**EXCERPT**:
=== Begin Enclosure ===

For analyzing the collected data, first, the correlation of each variable with age at first childbearing decision was examined (Table 3). It was significantly related to age at marriage (r=0.891), and marriage duration (r=0.29), and men’s education (r=0.001); however, it had no significant relationship with hope, the desired number of children, and desired childbearing time interval. Moreover, the quality of life had a significant negative correlation with age at first childbearing decision (r=-0.22, P=0.001). Age at marriage had the highest correlation with age at first childbearing decision (r=0.891, P=0.001).
The stepwise (Backward) linear regression analysis results are presented in Table 4. According to the results, the coefficients of age at marriage and quality of life variables were significant (P=0.001); however, those of hope, marriage duration, desired childbearing time interval, and desired number of children were not significant. Only the variables mentioned in Table 4 remained in the regression model. Among them, age of marriage had more power in predicting factories influencing age at first childbearing decisions. For 1-year increase in marriage age, if other variables remained constant, the age at first childbearing decision of men increased by 0.89. In other words, with the 10-year increase in men’s marriage age, the childbearing age increased by 8.9 years. Moreover, for 1-point increase in the quality of life, if other variables remained constant, age at first childbearing decision reduced by 0.09 years.

=== End Enclosure ===

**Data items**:
=== Begin Enclosure ===

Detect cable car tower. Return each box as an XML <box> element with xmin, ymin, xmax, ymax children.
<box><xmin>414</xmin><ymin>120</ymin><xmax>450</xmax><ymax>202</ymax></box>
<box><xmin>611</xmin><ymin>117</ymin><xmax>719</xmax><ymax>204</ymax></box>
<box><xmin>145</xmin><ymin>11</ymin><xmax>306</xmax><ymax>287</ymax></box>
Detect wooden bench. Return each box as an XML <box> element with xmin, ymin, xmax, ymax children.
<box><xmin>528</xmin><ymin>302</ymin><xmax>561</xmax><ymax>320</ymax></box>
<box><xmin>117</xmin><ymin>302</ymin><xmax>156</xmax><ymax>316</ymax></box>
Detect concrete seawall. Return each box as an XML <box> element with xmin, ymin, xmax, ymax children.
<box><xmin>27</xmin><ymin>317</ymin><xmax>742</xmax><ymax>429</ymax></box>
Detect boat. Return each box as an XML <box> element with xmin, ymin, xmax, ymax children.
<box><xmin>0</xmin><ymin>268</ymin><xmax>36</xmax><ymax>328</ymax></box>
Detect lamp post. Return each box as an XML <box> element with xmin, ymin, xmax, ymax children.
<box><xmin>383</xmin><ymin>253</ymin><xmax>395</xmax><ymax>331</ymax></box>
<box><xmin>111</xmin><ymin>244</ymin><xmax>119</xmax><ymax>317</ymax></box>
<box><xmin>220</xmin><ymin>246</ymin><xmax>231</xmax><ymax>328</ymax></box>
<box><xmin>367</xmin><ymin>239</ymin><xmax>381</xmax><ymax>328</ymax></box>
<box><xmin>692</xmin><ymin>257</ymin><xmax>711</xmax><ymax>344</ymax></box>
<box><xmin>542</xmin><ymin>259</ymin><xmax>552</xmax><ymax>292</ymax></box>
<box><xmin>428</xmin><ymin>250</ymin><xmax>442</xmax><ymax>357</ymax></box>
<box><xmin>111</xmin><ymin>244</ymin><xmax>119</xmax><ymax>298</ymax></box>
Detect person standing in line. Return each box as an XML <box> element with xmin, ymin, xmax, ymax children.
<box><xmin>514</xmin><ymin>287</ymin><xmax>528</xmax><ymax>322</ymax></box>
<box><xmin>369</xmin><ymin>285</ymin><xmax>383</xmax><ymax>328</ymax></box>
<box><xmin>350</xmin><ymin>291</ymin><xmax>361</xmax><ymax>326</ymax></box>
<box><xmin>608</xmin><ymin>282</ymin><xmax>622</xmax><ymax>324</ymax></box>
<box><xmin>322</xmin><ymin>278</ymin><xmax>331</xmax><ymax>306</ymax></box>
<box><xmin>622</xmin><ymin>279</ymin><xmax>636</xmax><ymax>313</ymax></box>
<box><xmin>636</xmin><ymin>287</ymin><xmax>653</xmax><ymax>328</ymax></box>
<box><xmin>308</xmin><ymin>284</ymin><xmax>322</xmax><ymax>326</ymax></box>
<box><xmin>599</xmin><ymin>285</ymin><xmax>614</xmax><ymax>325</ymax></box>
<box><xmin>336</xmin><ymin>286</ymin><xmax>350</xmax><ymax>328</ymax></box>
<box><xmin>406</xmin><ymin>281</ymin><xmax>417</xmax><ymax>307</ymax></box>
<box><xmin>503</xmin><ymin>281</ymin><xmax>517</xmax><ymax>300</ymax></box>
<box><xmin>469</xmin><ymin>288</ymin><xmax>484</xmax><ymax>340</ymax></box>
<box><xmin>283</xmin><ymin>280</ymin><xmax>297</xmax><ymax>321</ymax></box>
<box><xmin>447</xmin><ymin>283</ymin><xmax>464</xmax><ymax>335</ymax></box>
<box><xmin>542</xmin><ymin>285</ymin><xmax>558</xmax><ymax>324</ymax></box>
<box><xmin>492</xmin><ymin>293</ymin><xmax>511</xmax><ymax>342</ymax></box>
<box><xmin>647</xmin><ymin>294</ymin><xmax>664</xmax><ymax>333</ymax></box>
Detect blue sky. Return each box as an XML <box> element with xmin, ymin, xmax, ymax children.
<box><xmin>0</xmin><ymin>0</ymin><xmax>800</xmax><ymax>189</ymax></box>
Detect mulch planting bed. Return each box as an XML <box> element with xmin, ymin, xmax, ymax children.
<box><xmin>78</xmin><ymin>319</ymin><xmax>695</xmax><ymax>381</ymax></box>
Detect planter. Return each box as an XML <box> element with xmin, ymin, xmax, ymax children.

=== End Enclosure ===

**YOUR TASK**:
Continue the passage on factors related to men's age at their first childbearing decision from where it stops.

**RESULT OF THIS TASK**:
Discussion
In this study, marriage age and marriage duration suggested a significant and direct correlation with age at first childbearing decision in men. Furthermore, those who marry at a younger age can have their first child in a shorter time. Numerous studies have also reported that age at first marriage is the main intervening factor and determinant of first childbearing time along with other related factors [26-28]; these findings are consistent with ours. Education also had a significant relationship with age at first childbearing decision in men. Adibi Sade et al. and Sadeghi et al. revealed the negative effect of men’s educational level on fertility [29, 30]. Results of Kreyenfeld and Andersson on socioeconomic panel of German and Denmark indicated that the rate of fertility in highly educated people during unemployment is significantly reduced, compared to those with low education [27].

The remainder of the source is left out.